[Page text]

I’ve had a few new followers of late, thank you very much and you are more than welcome. My apologies for the fact that I have not been along personally to thank you, but you see I never did that with any of the old hands and I don’t want to hear any cries of discrimination. People seem to just happen along and hang around, adding bits and pieces every now and again and that’s just the way I like it. I hope you’ll enjoy your stay. There’s a great bunch of folks who visit, I’m sure you’ll get to know them soon enough.

The addition of new followers to my blog has also meant the addition of new material to my reader. I love it when people introduce themselves, because the chances are I would never have found them otherwise. For some reason, my ‘You May Like’ section usually throws up the same 4 blogs, even though I have previously indicated they were not my type of thing. If you think about it, there are over a million people on WordPress, but yet it still recommends the same ones. Perhaps I have found the best ones already, most days it certainly feels like I have, because you lot rock!

I always did pretty much live on the Internet, right from the first time my sister let me have a go on her laptop and introduced me to ICQ. I spoke to people all over the world and nothing would do but I had to get a computer of my very own to explore this new world I had previously known nothing about. Over the years I have made some amazing friends, met some complete wankers, learned new skills, honed old ones and many other things that I would never have managed were it not for easy access to the World Wide Web.

Despite how I come across I am actually quite a shy person, most likely due to low self esteem, so hiding behind the screen of a computer suits me just fine. I do love going out with my friends and if I feel comfortable with you I will open up, but I hate that moment of having to meet someone for the first time, or walking into a crowded room. People who know me would tell you that they find this weird. They say I am the life and soul of the party and strangely, they find me funny. I love that, but it bemuses me at the same time.

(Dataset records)

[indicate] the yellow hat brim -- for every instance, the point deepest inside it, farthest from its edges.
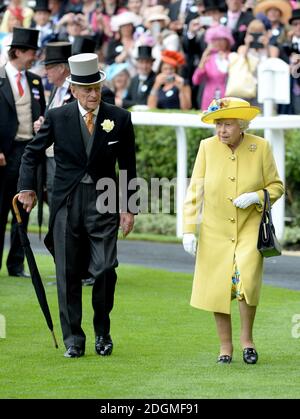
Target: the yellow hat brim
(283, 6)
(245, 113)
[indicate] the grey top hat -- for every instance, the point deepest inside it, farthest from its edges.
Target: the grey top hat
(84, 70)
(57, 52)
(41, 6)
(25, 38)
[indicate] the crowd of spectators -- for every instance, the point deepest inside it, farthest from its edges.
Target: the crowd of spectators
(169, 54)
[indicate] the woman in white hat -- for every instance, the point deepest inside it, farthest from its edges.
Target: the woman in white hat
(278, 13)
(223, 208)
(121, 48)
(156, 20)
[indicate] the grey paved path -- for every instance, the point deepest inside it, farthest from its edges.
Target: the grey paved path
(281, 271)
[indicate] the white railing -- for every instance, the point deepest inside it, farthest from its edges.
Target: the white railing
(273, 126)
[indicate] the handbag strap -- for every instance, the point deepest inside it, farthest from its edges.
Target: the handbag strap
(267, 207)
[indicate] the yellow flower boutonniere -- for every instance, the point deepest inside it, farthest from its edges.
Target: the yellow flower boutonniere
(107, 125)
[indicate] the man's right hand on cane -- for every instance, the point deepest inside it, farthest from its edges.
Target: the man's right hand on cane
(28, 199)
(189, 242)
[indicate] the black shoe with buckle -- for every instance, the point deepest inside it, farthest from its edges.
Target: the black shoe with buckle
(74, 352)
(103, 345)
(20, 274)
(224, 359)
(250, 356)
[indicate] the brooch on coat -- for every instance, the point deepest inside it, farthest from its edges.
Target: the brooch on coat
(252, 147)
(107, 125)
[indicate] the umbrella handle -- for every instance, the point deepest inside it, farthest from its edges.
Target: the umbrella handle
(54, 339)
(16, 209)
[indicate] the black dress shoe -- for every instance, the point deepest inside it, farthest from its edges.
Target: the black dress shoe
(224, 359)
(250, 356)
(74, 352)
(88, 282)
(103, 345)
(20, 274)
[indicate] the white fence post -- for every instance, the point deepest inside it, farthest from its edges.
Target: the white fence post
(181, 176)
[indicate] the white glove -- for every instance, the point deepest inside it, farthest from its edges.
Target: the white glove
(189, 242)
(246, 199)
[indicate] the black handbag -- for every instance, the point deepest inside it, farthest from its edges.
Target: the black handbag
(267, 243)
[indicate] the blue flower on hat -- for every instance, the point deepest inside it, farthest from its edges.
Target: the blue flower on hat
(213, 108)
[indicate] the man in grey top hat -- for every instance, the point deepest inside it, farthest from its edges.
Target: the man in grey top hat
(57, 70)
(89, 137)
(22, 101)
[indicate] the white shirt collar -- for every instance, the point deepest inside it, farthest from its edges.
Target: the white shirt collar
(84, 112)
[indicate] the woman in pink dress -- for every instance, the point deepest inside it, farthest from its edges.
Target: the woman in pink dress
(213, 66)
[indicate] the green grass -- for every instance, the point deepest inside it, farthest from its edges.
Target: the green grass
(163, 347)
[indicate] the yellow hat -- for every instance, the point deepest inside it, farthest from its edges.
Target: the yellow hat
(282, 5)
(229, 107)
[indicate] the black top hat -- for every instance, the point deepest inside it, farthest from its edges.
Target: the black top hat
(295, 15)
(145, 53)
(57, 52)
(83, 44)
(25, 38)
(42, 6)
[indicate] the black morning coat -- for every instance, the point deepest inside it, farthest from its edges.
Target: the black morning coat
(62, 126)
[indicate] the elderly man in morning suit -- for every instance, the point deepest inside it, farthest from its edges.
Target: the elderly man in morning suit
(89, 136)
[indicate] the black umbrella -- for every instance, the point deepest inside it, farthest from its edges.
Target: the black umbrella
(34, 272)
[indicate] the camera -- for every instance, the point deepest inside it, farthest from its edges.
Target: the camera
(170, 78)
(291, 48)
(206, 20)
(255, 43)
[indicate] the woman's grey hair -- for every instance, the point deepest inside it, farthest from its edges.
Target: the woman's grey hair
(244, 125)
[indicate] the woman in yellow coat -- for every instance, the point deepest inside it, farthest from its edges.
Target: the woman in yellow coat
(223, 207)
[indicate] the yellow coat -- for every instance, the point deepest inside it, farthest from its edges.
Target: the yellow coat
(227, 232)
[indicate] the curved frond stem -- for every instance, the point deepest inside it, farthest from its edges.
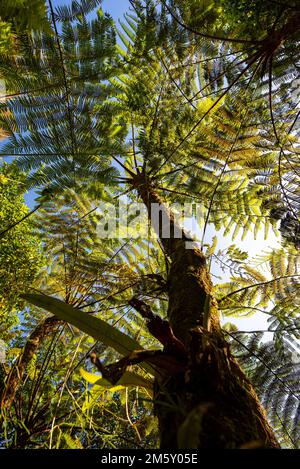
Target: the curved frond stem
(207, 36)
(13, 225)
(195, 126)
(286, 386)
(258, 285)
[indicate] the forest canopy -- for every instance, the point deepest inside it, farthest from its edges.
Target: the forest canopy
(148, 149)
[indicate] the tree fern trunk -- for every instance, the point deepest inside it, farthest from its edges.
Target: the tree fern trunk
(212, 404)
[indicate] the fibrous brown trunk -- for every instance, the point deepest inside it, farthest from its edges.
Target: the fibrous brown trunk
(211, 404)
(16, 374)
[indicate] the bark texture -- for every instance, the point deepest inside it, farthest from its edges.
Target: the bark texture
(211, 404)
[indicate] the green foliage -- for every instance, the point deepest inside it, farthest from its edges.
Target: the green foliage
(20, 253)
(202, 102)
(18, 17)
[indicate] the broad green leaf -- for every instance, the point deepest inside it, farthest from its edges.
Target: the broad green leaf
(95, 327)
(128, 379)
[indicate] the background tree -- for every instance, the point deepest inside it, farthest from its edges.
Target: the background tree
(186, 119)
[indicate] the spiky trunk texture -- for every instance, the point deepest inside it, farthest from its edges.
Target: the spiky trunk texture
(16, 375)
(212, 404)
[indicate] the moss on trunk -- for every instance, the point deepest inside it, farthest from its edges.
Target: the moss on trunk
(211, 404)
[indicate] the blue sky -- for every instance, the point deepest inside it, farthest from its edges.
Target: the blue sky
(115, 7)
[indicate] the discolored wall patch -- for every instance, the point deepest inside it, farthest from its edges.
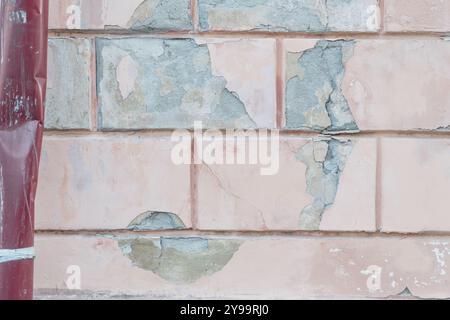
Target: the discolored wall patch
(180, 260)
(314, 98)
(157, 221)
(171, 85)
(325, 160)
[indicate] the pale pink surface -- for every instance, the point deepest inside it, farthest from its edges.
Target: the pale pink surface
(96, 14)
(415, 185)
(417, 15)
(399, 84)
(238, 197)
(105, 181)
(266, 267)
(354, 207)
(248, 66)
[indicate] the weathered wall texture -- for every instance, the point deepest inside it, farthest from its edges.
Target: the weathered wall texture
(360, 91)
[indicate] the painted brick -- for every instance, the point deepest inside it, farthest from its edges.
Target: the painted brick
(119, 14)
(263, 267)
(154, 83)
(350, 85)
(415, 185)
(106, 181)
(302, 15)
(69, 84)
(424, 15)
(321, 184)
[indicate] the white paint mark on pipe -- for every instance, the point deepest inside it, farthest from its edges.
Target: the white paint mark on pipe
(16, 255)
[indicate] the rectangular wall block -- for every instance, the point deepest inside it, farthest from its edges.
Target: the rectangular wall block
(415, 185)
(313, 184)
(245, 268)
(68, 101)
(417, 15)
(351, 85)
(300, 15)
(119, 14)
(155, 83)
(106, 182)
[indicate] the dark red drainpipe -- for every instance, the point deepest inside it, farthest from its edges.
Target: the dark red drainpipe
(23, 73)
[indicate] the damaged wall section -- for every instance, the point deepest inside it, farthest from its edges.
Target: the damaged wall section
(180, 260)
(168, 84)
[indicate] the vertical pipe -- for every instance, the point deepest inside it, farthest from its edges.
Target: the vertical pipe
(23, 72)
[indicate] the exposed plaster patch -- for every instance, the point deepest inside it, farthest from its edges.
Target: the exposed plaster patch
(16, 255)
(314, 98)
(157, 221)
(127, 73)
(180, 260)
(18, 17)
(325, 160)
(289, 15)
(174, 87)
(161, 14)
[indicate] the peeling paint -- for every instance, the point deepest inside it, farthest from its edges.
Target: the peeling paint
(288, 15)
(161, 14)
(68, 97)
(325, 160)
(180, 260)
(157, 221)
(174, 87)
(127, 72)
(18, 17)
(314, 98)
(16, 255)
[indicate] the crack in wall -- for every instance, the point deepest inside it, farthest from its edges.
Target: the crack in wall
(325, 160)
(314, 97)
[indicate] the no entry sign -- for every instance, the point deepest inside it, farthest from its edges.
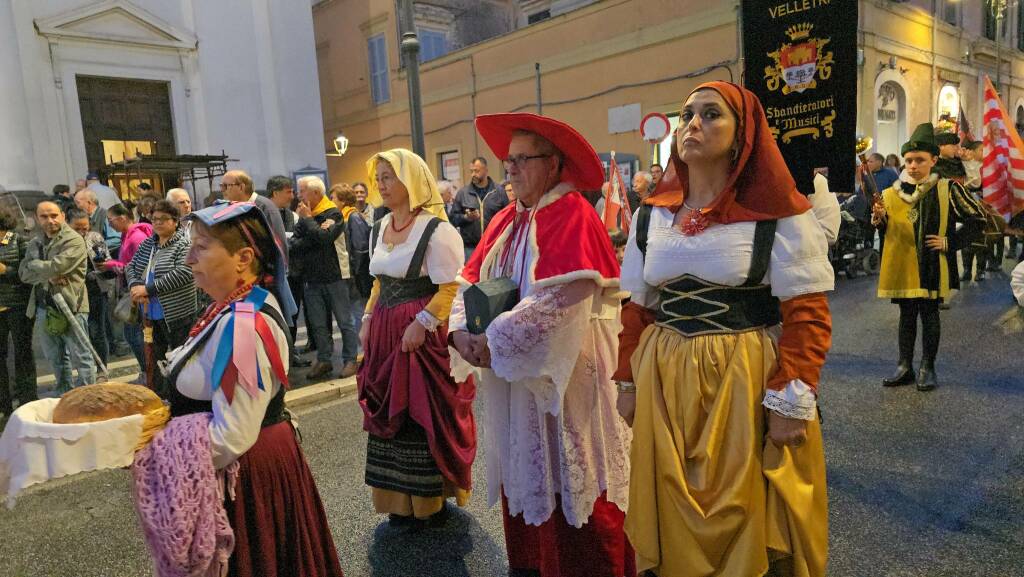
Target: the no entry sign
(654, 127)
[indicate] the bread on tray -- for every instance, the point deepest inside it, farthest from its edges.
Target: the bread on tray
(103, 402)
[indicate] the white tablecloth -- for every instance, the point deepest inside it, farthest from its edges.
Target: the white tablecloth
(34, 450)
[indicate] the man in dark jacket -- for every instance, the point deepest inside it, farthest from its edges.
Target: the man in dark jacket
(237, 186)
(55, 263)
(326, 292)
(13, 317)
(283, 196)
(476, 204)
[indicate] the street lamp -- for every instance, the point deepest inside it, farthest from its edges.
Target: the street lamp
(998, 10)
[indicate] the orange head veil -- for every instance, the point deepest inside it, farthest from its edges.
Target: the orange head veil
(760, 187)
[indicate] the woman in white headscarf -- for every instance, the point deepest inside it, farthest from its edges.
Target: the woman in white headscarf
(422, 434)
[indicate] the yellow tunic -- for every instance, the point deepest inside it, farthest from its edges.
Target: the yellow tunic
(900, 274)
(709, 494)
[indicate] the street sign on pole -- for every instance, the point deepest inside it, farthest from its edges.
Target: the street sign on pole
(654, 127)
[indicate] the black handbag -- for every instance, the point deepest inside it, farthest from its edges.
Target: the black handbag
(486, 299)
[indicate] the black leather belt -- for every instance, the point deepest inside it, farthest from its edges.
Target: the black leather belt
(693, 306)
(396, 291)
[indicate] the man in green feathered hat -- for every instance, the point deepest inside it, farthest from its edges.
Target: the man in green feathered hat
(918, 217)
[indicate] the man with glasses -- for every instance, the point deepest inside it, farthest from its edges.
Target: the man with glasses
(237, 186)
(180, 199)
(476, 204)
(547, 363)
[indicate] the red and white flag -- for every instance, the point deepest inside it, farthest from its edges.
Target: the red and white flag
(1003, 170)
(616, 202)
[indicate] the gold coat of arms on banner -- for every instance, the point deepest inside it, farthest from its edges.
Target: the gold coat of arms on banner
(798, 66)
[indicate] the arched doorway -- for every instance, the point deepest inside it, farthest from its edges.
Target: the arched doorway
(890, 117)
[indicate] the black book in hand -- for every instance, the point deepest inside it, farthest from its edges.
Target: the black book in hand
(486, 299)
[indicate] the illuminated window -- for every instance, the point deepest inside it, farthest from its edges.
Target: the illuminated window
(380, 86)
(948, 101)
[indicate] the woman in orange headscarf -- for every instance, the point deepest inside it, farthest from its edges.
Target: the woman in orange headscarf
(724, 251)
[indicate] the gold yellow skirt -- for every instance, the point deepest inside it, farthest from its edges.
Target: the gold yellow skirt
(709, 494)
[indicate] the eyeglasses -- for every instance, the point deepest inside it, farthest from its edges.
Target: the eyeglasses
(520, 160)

[Aim of the task]
Copy the blog post from "The addition of new followers" to "you lot rock!", substituting "Blogger" for "WordPress". Use only the blog post to answer, not the data.

[Task response]
The addition of new followers to my blog has also meant the addition of new material to my reader. I love it when people introduce themselves, because the chances are I would never have found them otherwise. For some reason, my ‘You May Like’ section usually throws up the same 4 blogs, even though I have previously indicated they were not my type of thing. If you think about it, there are over a million people on Blogger, but yet it still recommends the same ones. Perhaps I have found the best ones already, most days it certainly feels like I have, because you lot rock!